• [Directions for this task]
From the data below, pull out the lines from the one containing "Where in the frame above is the framed" through the one containing "(97, 137), (106, 156)", both included, and copy them without any change.
* Start The records *
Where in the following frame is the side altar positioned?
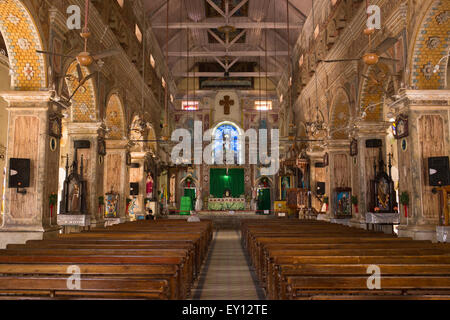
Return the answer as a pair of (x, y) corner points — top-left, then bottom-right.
(208, 198), (246, 211)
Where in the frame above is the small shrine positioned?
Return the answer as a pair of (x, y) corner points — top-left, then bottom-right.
(60, 150), (88, 215)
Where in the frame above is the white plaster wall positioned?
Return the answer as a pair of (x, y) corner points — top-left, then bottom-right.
(0, 57), (11, 221)
(211, 91), (242, 127)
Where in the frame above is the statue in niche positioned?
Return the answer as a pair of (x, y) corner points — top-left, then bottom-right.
(70, 183), (80, 212)
(60, 149), (87, 214)
(146, 173), (153, 199)
(169, 174), (176, 203)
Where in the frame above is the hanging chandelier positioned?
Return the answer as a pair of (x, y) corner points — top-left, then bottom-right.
(305, 0), (328, 136)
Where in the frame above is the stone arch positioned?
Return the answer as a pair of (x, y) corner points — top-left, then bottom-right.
(66, 61), (98, 122)
(409, 0), (450, 90)
(356, 62), (392, 122)
(105, 93), (127, 140)
(147, 123), (158, 153)
(329, 88), (351, 139)
(129, 114), (145, 151)
(0, 0), (47, 91)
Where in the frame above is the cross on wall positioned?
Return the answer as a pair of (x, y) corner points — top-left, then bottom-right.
(219, 96), (234, 115)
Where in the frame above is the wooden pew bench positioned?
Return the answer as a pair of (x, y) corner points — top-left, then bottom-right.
(0, 276), (169, 300)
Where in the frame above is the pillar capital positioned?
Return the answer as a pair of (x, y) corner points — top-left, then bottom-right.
(67, 122), (105, 137)
(0, 91), (53, 108)
(355, 122), (391, 139)
(326, 140), (350, 152)
(388, 90), (450, 113)
(106, 140), (130, 150)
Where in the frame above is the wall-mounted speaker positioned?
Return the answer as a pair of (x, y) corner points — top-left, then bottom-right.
(73, 140), (91, 149)
(9, 158), (31, 188)
(316, 182), (325, 196)
(366, 139), (383, 148)
(428, 157), (450, 187)
(130, 182), (139, 196)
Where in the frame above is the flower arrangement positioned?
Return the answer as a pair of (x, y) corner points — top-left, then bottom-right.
(400, 191), (409, 218)
(351, 196), (358, 213)
(323, 196), (330, 211)
(98, 196), (105, 214)
(48, 192), (58, 218)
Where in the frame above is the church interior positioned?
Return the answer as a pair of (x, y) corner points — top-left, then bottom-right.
(0, 0), (450, 300)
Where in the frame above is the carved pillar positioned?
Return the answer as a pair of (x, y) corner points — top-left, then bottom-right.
(0, 91), (61, 248)
(326, 140), (351, 222)
(67, 122), (105, 226)
(395, 90), (450, 241)
(350, 122), (389, 229)
(103, 140), (130, 222)
(307, 151), (326, 213)
(130, 152), (147, 218)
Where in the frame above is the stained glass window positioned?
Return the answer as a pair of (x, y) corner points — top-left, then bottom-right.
(214, 124), (241, 164)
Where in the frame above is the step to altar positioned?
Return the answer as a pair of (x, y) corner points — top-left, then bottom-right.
(166, 211), (275, 230)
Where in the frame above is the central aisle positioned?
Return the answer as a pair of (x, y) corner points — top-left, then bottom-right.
(191, 230), (265, 300)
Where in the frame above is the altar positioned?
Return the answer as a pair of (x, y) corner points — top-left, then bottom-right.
(208, 198), (245, 211)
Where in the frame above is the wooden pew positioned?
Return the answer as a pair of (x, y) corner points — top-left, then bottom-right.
(242, 221), (450, 299)
(0, 221), (212, 299)
(0, 276), (168, 300)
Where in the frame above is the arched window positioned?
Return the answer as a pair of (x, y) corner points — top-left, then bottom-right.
(213, 123), (241, 164)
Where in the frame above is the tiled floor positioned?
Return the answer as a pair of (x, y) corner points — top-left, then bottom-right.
(191, 230), (264, 300)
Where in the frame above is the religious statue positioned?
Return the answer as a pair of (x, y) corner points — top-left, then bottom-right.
(70, 184), (80, 212)
(146, 173), (153, 199)
(251, 187), (258, 211)
(195, 188), (203, 211)
(281, 177), (291, 200)
(105, 189), (119, 218)
(169, 174), (176, 203)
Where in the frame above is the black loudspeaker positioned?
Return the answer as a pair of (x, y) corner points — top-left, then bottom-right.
(366, 139), (383, 148)
(9, 158), (31, 188)
(316, 182), (325, 196)
(130, 182), (139, 196)
(428, 157), (450, 187)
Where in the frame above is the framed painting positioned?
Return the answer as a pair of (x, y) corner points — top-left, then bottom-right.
(334, 188), (352, 219)
(350, 139), (358, 157)
(394, 115), (409, 139)
(279, 176), (294, 200)
(323, 152), (329, 167)
(97, 137), (106, 156)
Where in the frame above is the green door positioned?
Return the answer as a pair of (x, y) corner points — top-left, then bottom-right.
(180, 197), (192, 216)
(184, 189), (195, 209)
(258, 189), (270, 211)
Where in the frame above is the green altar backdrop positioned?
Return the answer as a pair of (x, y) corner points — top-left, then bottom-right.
(258, 189), (270, 210)
(184, 189), (195, 209)
(209, 169), (245, 198)
(180, 197), (192, 216)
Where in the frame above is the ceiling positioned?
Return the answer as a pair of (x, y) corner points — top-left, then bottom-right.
(144, 0), (311, 82)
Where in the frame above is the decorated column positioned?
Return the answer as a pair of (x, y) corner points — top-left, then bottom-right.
(103, 140), (131, 222)
(349, 122), (388, 229)
(395, 90), (450, 240)
(327, 140), (351, 224)
(67, 122), (106, 226)
(129, 152), (147, 220)
(307, 151), (326, 213)
(0, 91), (61, 248)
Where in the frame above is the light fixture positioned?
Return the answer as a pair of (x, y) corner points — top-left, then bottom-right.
(305, 0), (328, 136)
(433, 50), (450, 73)
(217, 25), (236, 34)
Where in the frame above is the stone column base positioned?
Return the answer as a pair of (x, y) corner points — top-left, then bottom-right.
(436, 226), (450, 243)
(349, 220), (367, 230)
(398, 225), (436, 242)
(0, 226), (61, 249)
(330, 218), (350, 227)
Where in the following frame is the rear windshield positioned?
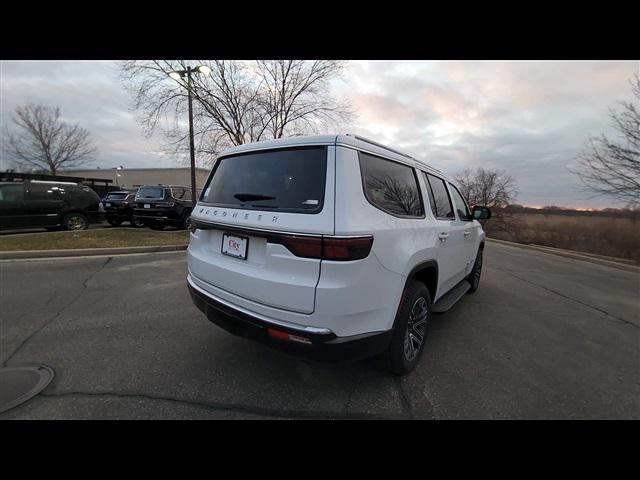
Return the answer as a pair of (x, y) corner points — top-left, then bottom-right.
(136, 187), (164, 198)
(107, 193), (127, 200)
(201, 147), (327, 213)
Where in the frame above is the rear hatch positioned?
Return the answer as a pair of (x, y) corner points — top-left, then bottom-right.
(189, 145), (335, 313)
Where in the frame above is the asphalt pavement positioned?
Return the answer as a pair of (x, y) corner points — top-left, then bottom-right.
(0, 243), (640, 419)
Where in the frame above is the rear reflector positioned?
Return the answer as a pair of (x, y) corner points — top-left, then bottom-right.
(267, 328), (311, 345)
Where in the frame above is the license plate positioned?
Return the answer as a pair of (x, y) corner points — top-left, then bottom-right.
(222, 233), (249, 260)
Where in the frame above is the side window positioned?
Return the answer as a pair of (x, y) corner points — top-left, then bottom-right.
(171, 188), (184, 200)
(0, 183), (24, 202)
(29, 183), (60, 200)
(449, 184), (471, 221)
(424, 173), (455, 219)
(359, 152), (424, 218)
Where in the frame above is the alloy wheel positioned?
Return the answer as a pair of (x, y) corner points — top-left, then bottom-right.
(404, 297), (429, 362)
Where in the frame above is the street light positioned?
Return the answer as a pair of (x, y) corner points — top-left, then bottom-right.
(169, 65), (211, 207)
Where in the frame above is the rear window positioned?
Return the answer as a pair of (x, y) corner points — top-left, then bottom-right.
(201, 147), (327, 213)
(424, 173), (455, 218)
(359, 152), (424, 218)
(136, 187), (164, 198)
(107, 193), (127, 200)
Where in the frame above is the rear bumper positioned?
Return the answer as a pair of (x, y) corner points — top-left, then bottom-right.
(187, 281), (392, 363)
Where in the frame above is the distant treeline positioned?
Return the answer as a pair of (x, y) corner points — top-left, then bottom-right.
(502, 204), (640, 219)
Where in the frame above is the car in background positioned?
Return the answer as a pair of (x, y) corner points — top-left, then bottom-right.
(0, 180), (104, 230)
(134, 185), (200, 230)
(102, 190), (144, 227)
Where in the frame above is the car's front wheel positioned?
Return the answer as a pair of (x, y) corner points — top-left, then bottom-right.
(62, 212), (89, 230)
(467, 248), (482, 293)
(387, 281), (431, 375)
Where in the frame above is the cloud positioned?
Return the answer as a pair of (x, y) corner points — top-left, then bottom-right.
(0, 61), (638, 207)
(0, 61), (178, 168)
(336, 61), (638, 207)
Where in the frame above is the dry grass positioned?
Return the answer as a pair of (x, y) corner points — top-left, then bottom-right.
(0, 228), (189, 251)
(487, 213), (640, 263)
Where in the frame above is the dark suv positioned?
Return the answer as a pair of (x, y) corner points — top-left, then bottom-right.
(134, 185), (200, 230)
(102, 190), (144, 227)
(0, 180), (104, 230)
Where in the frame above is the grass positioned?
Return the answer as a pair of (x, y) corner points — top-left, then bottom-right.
(0, 228), (189, 251)
(487, 213), (640, 263)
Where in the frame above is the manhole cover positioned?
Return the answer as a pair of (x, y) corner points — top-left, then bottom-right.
(0, 365), (53, 413)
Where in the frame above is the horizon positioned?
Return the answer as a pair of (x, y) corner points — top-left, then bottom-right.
(0, 61), (638, 211)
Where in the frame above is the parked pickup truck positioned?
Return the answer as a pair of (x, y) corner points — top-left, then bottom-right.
(134, 185), (200, 230)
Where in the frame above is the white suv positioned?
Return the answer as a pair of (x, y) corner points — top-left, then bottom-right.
(187, 135), (491, 374)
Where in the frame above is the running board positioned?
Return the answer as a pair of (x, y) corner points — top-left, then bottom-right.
(431, 280), (471, 313)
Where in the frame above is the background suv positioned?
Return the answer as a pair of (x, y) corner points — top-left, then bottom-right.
(0, 180), (104, 230)
(102, 190), (144, 227)
(134, 185), (200, 230)
(187, 135), (490, 374)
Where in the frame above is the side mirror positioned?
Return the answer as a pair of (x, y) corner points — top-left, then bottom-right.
(471, 205), (491, 220)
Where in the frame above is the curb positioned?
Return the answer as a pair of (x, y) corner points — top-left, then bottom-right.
(0, 245), (188, 260)
(487, 237), (640, 273)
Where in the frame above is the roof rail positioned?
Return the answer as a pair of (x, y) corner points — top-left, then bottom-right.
(345, 133), (442, 173)
(345, 133), (418, 161)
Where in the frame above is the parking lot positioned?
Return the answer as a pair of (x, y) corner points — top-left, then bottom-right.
(0, 243), (640, 419)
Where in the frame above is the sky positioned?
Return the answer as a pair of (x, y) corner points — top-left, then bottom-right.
(0, 61), (640, 208)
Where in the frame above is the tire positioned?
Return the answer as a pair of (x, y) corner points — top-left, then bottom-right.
(62, 212), (89, 230)
(129, 217), (144, 228)
(467, 248), (482, 293)
(386, 281), (431, 375)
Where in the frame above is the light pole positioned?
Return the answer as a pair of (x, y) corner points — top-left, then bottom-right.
(112, 165), (124, 188)
(169, 65), (211, 207)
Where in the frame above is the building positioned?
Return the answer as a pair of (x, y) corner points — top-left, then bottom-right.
(60, 167), (210, 189)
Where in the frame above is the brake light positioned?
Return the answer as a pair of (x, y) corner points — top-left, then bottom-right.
(276, 235), (373, 261)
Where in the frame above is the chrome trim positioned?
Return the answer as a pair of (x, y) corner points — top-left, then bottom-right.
(191, 218), (326, 237)
(191, 218), (373, 238)
(187, 273), (333, 335)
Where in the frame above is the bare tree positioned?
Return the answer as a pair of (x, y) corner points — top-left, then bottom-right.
(4, 104), (97, 175)
(572, 75), (640, 205)
(455, 167), (518, 233)
(120, 60), (351, 163)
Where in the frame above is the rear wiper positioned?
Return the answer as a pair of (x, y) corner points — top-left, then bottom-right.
(233, 193), (276, 202)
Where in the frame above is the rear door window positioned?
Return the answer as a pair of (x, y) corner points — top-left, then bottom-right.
(202, 146), (327, 213)
(449, 184), (471, 220)
(0, 183), (24, 202)
(359, 152), (424, 218)
(424, 173), (455, 219)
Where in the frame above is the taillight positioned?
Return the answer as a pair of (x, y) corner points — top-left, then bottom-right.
(268, 235), (373, 261)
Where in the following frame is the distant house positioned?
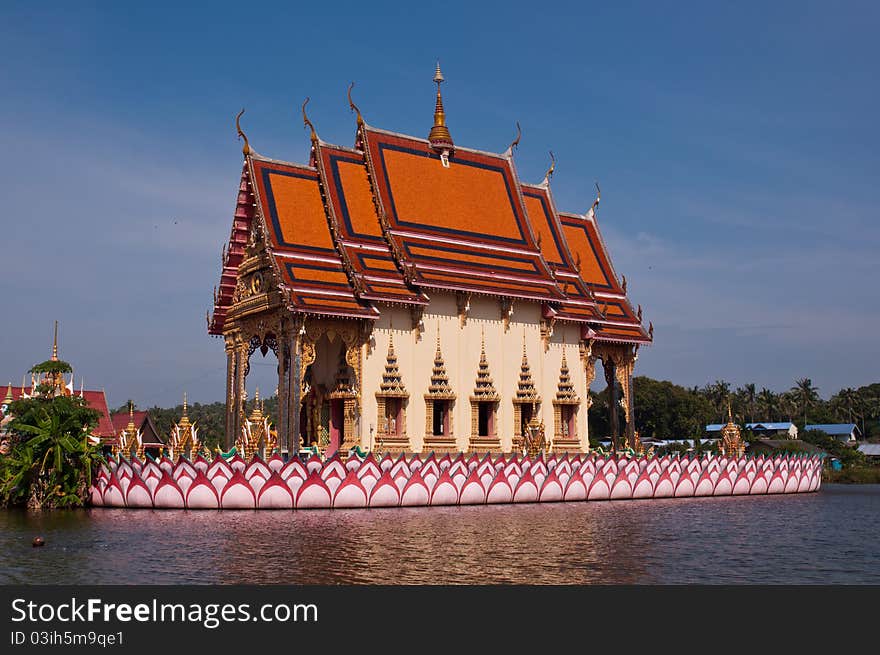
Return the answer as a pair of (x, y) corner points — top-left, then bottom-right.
(110, 411), (165, 455)
(804, 423), (861, 443)
(706, 422), (797, 439)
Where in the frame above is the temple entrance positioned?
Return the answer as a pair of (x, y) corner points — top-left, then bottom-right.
(431, 400), (449, 437)
(300, 334), (357, 456)
(519, 404), (535, 435)
(477, 403), (495, 437)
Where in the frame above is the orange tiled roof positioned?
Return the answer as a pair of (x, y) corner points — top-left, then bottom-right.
(250, 156), (379, 318)
(315, 143), (428, 305)
(209, 112), (650, 343)
(362, 126), (565, 301)
(559, 213), (651, 343)
(521, 184), (601, 321)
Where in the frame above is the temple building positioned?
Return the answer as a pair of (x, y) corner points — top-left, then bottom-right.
(208, 65), (653, 454)
(0, 321), (118, 450)
(110, 406), (165, 457)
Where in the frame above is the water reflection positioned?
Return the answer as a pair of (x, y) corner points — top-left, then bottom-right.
(0, 485), (880, 584)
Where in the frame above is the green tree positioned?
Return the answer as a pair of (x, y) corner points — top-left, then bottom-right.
(739, 382), (758, 423)
(756, 387), (779, 421)
(791, 378), (819, 426)
(0, 384), (104, 509)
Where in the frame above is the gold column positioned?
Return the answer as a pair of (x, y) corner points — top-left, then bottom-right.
(615, 347), (635, 448)
(275, 329), (290, 452)
(227, 336), (248, 449)
(224, 336), (238, 450)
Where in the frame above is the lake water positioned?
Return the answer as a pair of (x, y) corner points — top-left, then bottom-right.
(0, 484), (880, 584)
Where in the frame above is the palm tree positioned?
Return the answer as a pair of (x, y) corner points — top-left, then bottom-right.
(791, 378), (819, 427)
(738, 382), (758, 423)
(757, 387), (779, 421)
(833, 387), (862, 423)
(705, 380), (730, 422)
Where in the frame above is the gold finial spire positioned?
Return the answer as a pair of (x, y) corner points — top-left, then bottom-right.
(235, 108), (251, 156)
(125, 400), (137, 438)
(348, 82), (364, 127)
(587, 182), (602, 218)
(543, 150), (556, 184)
(428, 61), (455, 156)
(507, 121), (522, 153)
(303, 97), (318, 143)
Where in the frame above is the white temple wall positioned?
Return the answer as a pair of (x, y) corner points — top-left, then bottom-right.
(359, 292), (587, 452)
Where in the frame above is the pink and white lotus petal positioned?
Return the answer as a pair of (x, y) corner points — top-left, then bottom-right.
(486, 470), (513, 504)
(400, 468), (431, 507)
(296, 471), (333, 509)
(252, 471), (294, 509)
(369, 466), (400, 507)
(606, 471), (633, 500)
(186, 471), (220, 509)
(431, 472), (458, 505)
(153, 473), (186, 509)
(458, 468), (486, 505)
(513, 467), (538, 503)
(333, 471), (368, 508)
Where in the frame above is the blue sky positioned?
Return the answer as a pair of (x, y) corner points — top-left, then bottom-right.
(0, 2), (880, 406)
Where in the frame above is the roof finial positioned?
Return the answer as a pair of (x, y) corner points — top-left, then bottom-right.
(428, 61), (455, 156)
(235, 108), (251, 157)
(303, 97), (318, 142)
(348, 82), (364, 127)
(587, 182), (602, 218)
(508, 121), (522, 153)
(543, 150), (556, 184)
(52, 321), (58, 362)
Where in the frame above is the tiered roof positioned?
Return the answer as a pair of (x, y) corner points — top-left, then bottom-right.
(514, 339), (541, 403)
(471, 340), (500, 401)
(379, 335), (409, 398)
(427, 330), (455, 400)
(556, 351), (580, 405)
(209, 67), (651, 343)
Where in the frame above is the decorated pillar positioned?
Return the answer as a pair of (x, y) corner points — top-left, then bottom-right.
(276, 330), (290, 452)
(615, 347), (636, 450)
(602, 356), (620, 452)
(285, 330), (315, 454)
(232, 335), (248, 449)
(580, 340), (596, 449)
(224, 336), (238, 450)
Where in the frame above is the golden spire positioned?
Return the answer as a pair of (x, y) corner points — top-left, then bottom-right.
(428, 61), (455, 154)
(348, 82), (364, 127)
(303, 97), (318, 143)
(507, 121), (522, 154)
(235, 108), (251, 157)
(178, 391), (190, 430)
(543, 150), (556, 184)
(125, 400), (137, 437)
(250, 387), (263, 423)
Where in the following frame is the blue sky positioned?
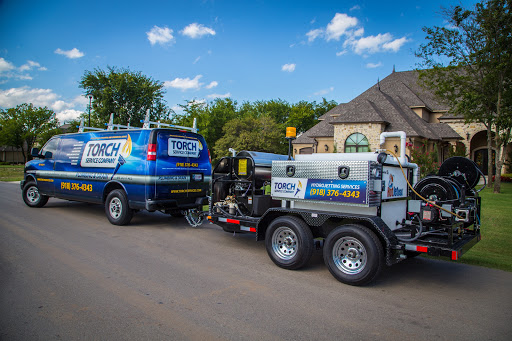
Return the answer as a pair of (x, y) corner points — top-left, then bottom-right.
(0, 0), (475, 122)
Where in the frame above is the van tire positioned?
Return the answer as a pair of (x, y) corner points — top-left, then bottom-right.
(323, 224), (384, 285)
(105, 189), (133, 225)
(265, 216), (314, 270)
(22, 181), (48, 207)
* End The records *
• [Written reply]
Where in the frame above is the framed painting positioned?
Return the answer as a pair of (x, y) corner points — top-left, then bottom-right.
(334, 188), (352, 219)
(350, 139), (358, 157)
(394, 115), (409, 139)
(279, 176), (294, 200)
(323, 152), (329, 167)
(97, 137), (106, 156)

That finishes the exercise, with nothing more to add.